::: SUPPLIED RECORDS :::
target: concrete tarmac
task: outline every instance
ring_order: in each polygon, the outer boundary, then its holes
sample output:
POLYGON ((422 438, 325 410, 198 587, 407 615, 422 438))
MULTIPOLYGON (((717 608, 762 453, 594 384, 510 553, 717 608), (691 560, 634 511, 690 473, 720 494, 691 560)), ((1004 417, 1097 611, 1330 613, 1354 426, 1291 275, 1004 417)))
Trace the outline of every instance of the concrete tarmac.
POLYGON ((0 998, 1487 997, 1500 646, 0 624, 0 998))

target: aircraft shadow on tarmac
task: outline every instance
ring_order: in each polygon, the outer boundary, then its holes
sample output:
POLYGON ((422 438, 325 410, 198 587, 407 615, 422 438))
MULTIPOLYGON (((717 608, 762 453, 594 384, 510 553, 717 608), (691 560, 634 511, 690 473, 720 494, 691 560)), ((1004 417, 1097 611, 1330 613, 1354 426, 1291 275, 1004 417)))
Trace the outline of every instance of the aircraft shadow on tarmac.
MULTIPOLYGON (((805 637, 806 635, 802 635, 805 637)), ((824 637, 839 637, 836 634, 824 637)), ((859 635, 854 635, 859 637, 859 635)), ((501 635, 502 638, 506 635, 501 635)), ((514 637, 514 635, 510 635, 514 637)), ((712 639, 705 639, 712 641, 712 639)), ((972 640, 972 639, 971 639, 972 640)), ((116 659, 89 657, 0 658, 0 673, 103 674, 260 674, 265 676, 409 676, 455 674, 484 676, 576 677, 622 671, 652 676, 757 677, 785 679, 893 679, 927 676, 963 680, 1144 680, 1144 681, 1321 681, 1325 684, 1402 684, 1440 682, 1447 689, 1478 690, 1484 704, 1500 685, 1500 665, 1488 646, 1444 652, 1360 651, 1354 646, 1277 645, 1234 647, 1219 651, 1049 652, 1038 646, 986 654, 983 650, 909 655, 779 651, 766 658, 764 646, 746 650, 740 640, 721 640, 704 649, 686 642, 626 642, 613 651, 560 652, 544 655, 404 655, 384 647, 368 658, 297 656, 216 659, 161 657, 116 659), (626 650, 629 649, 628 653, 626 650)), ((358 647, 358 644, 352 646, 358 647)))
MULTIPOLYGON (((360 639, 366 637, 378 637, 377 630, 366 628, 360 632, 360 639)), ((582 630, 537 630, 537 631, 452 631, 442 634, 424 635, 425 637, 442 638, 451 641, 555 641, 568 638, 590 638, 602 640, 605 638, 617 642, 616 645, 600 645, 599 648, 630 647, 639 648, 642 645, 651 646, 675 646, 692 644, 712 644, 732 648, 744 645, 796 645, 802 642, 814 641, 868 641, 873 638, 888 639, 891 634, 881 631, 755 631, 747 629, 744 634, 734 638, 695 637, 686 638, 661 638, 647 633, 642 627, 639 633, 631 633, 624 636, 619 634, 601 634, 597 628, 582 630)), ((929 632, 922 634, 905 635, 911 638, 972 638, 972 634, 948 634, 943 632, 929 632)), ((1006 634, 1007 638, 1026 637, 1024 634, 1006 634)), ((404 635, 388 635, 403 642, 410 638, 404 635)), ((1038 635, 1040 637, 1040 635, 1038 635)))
:::
::: SUPPLIED RECORDS :::
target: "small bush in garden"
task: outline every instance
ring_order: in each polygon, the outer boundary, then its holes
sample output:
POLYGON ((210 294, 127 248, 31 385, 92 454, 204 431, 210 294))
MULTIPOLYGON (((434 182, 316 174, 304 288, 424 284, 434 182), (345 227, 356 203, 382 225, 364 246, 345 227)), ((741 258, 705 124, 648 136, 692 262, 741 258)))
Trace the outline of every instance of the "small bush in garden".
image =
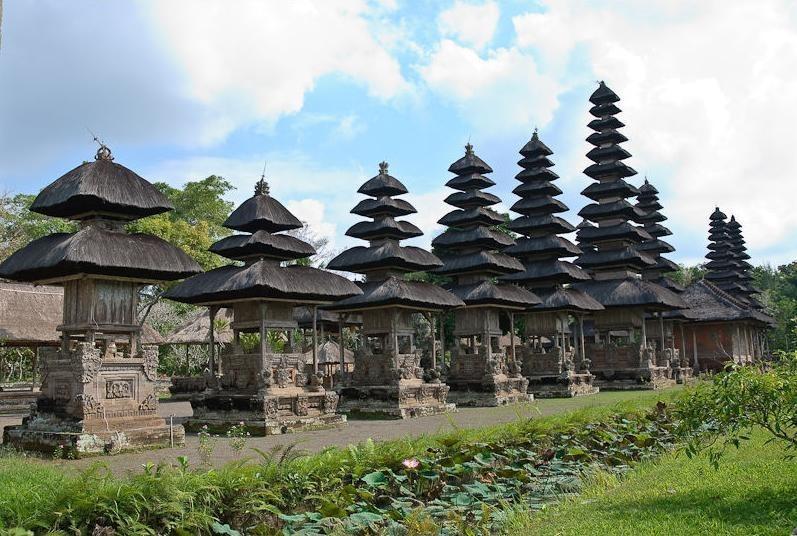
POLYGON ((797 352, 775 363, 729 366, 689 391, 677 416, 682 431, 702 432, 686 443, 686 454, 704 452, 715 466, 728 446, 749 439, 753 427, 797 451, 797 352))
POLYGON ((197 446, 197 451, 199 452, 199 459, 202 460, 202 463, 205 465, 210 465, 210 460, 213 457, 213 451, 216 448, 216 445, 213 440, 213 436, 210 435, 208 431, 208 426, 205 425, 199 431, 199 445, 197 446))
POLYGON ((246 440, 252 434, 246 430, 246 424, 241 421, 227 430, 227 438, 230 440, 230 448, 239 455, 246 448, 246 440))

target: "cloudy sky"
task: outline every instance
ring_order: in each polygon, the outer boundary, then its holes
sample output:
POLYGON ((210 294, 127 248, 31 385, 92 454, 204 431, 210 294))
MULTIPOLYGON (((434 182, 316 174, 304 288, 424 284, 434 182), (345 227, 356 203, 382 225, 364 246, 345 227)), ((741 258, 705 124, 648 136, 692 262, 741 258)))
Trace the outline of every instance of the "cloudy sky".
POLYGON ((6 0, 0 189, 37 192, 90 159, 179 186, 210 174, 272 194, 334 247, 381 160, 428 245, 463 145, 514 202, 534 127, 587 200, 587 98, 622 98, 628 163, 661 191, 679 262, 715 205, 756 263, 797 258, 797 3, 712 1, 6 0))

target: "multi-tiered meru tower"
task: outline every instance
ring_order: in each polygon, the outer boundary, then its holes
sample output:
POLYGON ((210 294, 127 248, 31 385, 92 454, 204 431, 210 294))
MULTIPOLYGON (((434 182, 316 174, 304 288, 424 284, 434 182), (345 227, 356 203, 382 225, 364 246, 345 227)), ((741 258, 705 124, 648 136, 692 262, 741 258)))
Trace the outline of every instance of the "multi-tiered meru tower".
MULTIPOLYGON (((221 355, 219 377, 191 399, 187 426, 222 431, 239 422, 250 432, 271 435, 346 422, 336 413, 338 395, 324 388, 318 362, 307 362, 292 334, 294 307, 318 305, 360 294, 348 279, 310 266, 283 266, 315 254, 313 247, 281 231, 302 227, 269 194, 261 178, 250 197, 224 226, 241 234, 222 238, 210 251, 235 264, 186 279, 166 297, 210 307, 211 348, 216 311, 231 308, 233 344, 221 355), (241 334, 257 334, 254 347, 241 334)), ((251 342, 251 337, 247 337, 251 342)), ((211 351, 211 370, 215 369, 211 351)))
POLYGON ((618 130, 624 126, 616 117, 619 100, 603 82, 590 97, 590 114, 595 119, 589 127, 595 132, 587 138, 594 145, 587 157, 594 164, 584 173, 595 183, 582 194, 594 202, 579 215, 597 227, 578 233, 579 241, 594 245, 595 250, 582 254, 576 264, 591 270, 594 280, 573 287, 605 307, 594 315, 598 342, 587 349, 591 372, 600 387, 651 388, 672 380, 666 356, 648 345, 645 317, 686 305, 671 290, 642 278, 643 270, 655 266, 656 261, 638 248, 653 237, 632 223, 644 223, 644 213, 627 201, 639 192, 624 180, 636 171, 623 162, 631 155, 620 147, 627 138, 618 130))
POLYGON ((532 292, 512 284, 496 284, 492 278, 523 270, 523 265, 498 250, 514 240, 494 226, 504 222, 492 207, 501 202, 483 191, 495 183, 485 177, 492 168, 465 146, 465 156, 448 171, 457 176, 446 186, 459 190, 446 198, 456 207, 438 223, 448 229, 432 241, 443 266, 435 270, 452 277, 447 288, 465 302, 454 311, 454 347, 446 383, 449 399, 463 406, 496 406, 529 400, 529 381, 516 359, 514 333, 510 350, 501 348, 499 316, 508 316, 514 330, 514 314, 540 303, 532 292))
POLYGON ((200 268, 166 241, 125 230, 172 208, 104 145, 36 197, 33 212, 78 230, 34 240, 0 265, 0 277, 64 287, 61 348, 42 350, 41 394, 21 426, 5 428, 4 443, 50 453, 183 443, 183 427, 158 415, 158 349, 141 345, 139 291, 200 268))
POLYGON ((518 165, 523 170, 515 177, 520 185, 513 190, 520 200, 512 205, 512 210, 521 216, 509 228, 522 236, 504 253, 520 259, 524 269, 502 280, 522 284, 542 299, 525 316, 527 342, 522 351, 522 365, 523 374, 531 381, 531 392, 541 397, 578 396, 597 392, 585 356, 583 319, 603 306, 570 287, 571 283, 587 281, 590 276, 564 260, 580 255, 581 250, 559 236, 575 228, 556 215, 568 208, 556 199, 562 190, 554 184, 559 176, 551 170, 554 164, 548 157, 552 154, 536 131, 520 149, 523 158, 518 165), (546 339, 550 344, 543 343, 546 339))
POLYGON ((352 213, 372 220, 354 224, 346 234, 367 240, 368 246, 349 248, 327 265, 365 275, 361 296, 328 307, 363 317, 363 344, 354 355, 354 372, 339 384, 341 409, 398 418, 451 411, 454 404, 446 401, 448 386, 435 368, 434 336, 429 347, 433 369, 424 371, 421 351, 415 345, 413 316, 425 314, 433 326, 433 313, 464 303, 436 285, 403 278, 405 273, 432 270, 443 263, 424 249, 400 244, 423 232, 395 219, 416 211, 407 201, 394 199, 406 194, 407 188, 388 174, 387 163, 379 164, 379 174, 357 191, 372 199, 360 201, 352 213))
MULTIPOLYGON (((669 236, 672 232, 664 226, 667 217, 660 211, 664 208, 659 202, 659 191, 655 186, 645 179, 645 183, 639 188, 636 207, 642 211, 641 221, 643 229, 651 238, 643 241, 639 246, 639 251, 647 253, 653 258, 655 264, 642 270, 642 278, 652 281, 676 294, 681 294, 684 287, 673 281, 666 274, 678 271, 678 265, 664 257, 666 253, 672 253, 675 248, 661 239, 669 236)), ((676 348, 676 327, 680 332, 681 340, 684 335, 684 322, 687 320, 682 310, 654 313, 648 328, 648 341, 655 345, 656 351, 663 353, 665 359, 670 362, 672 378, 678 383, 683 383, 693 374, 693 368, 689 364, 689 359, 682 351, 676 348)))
:::
### PROBLEM STATEMENT
The string "small" appears on how many lines of the records? State the number alone.

### WORKED SOLUTION
2